=== Textauszug ===
Die Geschichte vom Gutmenschen und wie das Gute verloren ging

Es geht in dieser Geschichte um einen Biokostproduzenten, Aktien und eine Firma mit Ruf. Rapunzel. Unser Gastbaron Erwin Franke berichtet:

Foto: Jubelrapunzels pro Chefmillionär contra Aktionäre / www.boersenalltag.de

Seit vielen Jahren kaufe ich Naturkost im Ökoladen, schön groß und hell sind sie geworden. Aber, die Lebensmittel sind die gleichen geblieben, mit Biosiegel. Seit vielen Jahren kaufe ich Rapunzel Naturkost Produkte. Und als es die Gelegenheit gab, auch mein Geld ökologisch korrekt und sinnvoll zu investieren, da habe ich auch gleich noch Aktien der tollen Ökomarke Rapunzel gekauft. Rapunzel und im besonderen sein Vorstand Joseph Wilhelm steht für die echte authentische Ökobewegung, fairer Umgang mit einander und ethisch-moralische Werthaltigkeit. Da zahle ich auch gerne noch was mehr, damit die Kaffeebauern in Ecuador gerechte Preise bekommen.

Aber, dass mit der Gerechtigkeit, dem fairen Umgang und dem Gewissen, daß habe ich auf der Hauptversammlung der Rapunzel Naturkost AG in Legau am Montag dann auch mal kennen gelernt: Das Rapunzel eine Aktiengesellschaft geworden ist, hat damit zu tun, daß das Management sich beim Spekulieren vor Jahren an der Warenterminbörse verzockt hatte. Über Jahren hinweg war sowohl dem Management als auch dem Wirtschaftsprüfer nicht aufgefallen das Millionen in der Kasse fehlten. Eine die Ökobewegung umfassende Hilfsaktion hatte Anfang der 90er Jahre den Naturkostpionier gerade noch gerettet. Dies zum Preis von Miteigentümern in Form von Aktionären. Diese über die Jahre hinweg willig alles von Joseph Wilhelm abnickten, Hauptversammlungen waren ein fester Bestandteil der alternativen Szene um sich auszutauschen und zur Stärkung des „wir-sind-die-richtigen-Gefühl“ da.
===
■ **Anforderungen**
1 > Gib den Text über die Rapunzel Naturkost AG von „Seit vielen Jahren kaufe ich Naturkost“ bis einschließlich „gerechte Preise bekommen.“ erneut wieder und ersetze dabei „Ökoladen“ durch „Bioladen“.
2 > Setze den Text über die Rapunzel Naturkost AG im Anschluss an seinen letzten Satz fort.
=== Bereitgestelltes Material ===
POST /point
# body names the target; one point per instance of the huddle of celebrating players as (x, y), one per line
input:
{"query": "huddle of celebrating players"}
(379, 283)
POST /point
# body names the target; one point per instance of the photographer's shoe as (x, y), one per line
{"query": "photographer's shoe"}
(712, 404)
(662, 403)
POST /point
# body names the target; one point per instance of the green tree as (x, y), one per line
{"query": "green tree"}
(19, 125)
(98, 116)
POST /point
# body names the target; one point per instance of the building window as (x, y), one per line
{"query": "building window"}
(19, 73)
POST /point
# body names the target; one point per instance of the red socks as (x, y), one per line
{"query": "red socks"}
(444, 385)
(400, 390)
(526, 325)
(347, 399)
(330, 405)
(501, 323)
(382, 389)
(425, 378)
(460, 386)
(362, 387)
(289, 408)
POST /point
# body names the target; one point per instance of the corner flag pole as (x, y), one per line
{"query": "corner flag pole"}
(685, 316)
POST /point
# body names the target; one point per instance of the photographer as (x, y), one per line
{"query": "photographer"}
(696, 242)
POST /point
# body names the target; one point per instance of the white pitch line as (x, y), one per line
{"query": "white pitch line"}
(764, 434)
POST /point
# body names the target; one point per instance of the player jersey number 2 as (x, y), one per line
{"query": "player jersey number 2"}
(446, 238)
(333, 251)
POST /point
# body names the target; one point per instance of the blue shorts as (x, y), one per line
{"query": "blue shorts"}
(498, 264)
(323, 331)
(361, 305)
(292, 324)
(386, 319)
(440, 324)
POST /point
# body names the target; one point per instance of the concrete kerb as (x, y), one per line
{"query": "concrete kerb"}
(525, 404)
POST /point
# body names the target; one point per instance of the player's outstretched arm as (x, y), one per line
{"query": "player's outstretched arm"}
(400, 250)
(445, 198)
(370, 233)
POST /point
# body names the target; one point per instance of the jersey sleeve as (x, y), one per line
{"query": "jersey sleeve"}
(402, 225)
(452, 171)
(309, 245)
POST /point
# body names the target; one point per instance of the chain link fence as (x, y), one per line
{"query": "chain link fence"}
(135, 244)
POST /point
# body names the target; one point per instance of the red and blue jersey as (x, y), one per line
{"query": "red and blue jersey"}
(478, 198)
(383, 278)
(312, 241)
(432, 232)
===
=== Bereitgestelltes Material ===
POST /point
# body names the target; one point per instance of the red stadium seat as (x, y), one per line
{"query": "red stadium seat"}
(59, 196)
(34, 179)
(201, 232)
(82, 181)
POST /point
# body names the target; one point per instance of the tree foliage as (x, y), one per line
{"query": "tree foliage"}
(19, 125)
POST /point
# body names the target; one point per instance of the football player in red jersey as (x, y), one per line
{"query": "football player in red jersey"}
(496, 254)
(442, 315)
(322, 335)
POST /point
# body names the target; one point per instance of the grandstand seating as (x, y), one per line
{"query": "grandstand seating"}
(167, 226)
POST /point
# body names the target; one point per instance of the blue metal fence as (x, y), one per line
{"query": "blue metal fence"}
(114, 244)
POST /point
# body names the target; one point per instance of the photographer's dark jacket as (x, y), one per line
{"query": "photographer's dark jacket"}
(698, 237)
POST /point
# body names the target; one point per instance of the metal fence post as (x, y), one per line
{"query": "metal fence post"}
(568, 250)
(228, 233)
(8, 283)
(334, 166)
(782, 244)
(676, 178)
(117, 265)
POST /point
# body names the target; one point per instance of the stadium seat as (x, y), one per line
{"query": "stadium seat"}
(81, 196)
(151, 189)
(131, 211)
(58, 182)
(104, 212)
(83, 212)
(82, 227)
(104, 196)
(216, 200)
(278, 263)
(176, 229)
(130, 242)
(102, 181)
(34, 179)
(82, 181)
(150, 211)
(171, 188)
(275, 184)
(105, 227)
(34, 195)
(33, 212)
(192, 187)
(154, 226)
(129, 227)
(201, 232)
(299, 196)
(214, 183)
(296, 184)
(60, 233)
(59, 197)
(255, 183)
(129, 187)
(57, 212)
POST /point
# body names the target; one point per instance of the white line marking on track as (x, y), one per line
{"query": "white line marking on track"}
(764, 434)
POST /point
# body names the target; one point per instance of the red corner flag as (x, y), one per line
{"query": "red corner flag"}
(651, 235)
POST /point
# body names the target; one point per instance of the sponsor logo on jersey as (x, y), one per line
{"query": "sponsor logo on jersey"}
===
■ **Ergebnisse je Aufgabe**
1 >
Seit vielen Jahren kaufe ich Naturkost im Bioladen, schön groß und hell sind sie geworden. Aber, die Lebensmittel sind die gleichen geblieben, mit Biosiegel. Seit vielen Jahren kaufe ich Rapunzel Naturkost Produkte. Und als es die Gelegenheit gab, auch mein Geld ökologisch korrekt und sinnvoll zu investieren, da habe ich auch gleich noch Aktien der tollen Ökomarke Rapunzel gekauft. Rapunzel und im besonderen sein Vorstand Joseph Wilhelm steht für die echte authentische Ökobewegung, fairer Umgang mit einander und ethisch-moralische Werthaltigkeit. Da zahle ich auch gerne noch was mehr, damit die Kaffeebauern in Ecuador gerechte Preise bekommen.

2 >
Die nun einberufene außerordentliche Hauptversammlung offenbarte aber ein ganz anderes Bild eines Vorstandes und seines Unternehmens, dem wohl die Werte verloren gegangen sind. Der frühere Helfer als bedingungsloser Eigenkapitalgeber war nun unerwünscht. So wurden wir schon vor dem Eingang von organisierten Protestlern mit Schildern wie „Spekulanten raus aus der AG“ begrüßt. Joseph Wilhelm saß entrückt auf dem Podium und lies sich von seinen 180.000 Euro teuren Berater des Rechtsanwaltsbüros Taylor&Wessing soufflieren, was er sagen durfte und was nicht. Ja, die ganze Kantine war von Wirtschaftsprüfern der BDO und KPMG besetzt, die insgesamt über 800.000,00 Euro verschlungen. Sie hatten das Ziel, die unliebsamen Helfer von einst loszuwerden. Denn die Rapunzel Naturkost AG war mittlerweile eine sehr profitable Gesellschaft geworden und da will der Joseph nicht mehr teilen.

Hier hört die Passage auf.